• Problem statement:
Below is a listing. Write out exactly its lines between the one holding "Target: green leaf" and the one holding "white bottle label in the photo above.", inclusive.

---

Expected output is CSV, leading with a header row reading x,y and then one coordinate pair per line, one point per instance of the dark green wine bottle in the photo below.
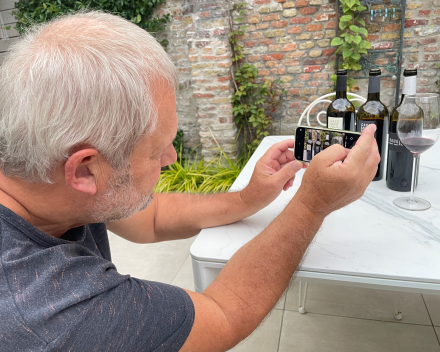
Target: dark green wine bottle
x,y
341,114
375,112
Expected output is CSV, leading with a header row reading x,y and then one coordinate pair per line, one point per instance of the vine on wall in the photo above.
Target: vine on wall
x,y
254,102
352,41
140,12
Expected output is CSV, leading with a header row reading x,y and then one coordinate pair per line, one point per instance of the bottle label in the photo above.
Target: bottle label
x,y
395,144
335,123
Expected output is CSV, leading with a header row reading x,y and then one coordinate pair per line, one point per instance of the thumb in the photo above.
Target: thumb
x,y
287,172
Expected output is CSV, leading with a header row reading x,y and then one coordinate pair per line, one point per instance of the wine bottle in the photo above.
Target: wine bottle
x,y
318,144
326,143
341,112
400,160
309,147
373,111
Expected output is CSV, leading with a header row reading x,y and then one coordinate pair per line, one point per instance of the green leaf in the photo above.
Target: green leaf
x,y
346,18
346,53
360,21
336,41
363,31
354,28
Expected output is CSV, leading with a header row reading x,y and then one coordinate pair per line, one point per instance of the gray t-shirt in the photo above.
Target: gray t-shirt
x,y
64,294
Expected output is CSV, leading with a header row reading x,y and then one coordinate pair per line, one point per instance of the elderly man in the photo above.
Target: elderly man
x,y
87,120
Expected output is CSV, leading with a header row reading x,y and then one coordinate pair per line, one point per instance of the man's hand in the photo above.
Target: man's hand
x,y
274,172
338,176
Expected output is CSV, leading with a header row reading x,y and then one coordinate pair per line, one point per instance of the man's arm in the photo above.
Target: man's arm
x,y
252,281
177,216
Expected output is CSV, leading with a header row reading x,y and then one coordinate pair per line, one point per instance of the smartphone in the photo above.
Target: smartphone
x,y
309,141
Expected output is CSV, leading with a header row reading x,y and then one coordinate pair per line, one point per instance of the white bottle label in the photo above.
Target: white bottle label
x,y
335,123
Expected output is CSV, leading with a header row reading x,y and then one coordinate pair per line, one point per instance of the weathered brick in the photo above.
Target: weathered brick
x,y
315,53
317,61
274,47
313,27
289,47
290,62
279,24
328,8
252,58
304,77
432,57
263,25
275,33
289,13
331,24
295,55
300,20
271,17
277,56
320,76
305,36
382,45
283,40
388,36
203,95
323,43
414,23
307,10
272,64
308,91
265,41
254,19
427,41
295,69
294,30
331,33
212,57
302,3
306,45
412,6
315,68
318,35
392,27
372,37
278,71
325,17
293,91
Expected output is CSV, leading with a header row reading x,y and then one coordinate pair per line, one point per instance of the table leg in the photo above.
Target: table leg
x,y
397,306
302,300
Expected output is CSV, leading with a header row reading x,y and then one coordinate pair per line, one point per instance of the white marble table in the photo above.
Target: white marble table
x,y
370,243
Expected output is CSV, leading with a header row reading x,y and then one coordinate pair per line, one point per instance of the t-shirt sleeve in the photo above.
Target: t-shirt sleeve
x,y
136,315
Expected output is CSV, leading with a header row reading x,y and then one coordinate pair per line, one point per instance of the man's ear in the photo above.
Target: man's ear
x,y
80,170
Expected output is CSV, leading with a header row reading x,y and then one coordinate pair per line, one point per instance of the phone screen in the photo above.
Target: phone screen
x,y
309,141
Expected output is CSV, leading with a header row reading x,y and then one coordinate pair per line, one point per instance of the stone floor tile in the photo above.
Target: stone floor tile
x,y
322,333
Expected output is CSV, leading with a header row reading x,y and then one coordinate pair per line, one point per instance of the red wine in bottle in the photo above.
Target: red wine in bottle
x,y
373,111
341,114
400,160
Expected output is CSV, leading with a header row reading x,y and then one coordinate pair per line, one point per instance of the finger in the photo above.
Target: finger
x,y
361,151
278,149
287,172
333,154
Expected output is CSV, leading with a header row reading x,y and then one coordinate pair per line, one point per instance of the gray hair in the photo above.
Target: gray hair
x,y
81,80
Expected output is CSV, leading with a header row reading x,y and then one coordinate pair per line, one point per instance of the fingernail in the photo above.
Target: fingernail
x,y
297,165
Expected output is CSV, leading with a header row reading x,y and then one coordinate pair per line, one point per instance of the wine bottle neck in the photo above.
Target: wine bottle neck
x,y
341,87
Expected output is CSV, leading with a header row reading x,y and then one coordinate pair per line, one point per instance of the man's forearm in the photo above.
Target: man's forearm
x,y
252,281
184,215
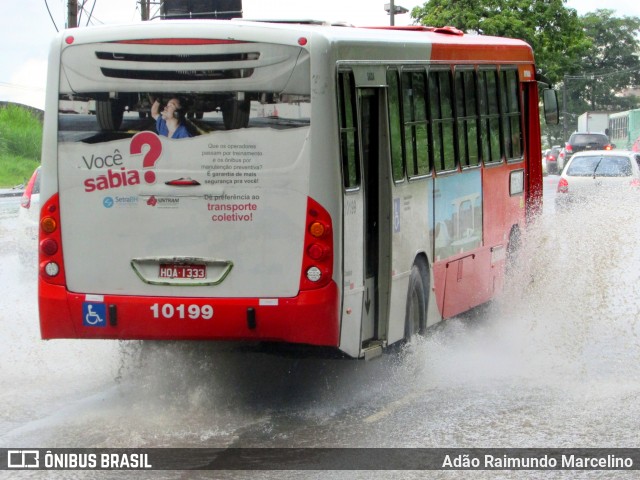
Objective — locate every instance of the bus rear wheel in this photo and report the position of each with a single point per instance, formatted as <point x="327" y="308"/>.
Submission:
<point x="416" y="316"/>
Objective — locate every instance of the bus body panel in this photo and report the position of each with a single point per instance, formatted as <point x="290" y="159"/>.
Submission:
<point x="245" y="214"/>
<point x="121" y="226"/>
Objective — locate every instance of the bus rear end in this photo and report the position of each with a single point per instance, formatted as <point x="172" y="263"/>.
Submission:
<point x="211" y="234"/>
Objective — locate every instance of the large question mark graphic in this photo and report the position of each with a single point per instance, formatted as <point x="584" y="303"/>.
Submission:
<point x="153" y="153"/>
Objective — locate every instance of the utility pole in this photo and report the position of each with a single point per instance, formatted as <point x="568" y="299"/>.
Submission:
<point x="72" y="13"/>
<point x="392" y="13"/>
<point x="145" y="7"/>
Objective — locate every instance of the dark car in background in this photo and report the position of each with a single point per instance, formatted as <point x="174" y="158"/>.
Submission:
<point x="581" y="141"/>
<point x="551" y="159"/>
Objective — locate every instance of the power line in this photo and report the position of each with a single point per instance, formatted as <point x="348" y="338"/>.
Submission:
<point x="51" y="16"/>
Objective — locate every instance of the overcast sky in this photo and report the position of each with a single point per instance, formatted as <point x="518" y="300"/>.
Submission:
<point x="26" y="29"/>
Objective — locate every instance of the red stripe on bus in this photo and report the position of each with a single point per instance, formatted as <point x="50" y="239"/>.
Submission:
<point x="312" y="317"/>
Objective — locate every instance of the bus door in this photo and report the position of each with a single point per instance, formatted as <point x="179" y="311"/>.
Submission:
<point x="367" y="214"/>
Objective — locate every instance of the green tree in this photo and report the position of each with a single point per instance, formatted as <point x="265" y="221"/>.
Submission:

---

• Solution to the problem:
Target: green leaf
x,y
346,18
346,53
360,21
336,41
363,31
354,28
Expected output is CSV, leading with a header row reading x,y and then one coordinate pair per line, one point per instance of the gray t-shirt in the photo above.
Target: gray t-shirt
x,y
64,294
Expected output is CSV, leading with a header row reading x,y and then one coordinate pair per line, one point per instance of the elderly man in the photo above.
Target: elderly man
x,y
87,120
Expected output is CSV, leading with a header row reading x,y and then one coordinate pair per line, one point per instance of the man's hand in the photo above.
Target: man's hand
x,y
274,172
338,176
Expected output is CSV, leading with a header row reading x,y and then one coordinate pair per line, one point per instance of the man's arm in the photo above.
Target: man's arm
x,y
252,281
177,216
Expected output is CSV, leading with a header row reading x,y and then one coordinate pair per line, one point per instance of the smartphone in the photo above.
Target: smartphone
x,y
309,141
Expected output is CSV, leading with a header row reading x,y and then one coordinate pair per line, one point per instance of the white bottle label in the photo above.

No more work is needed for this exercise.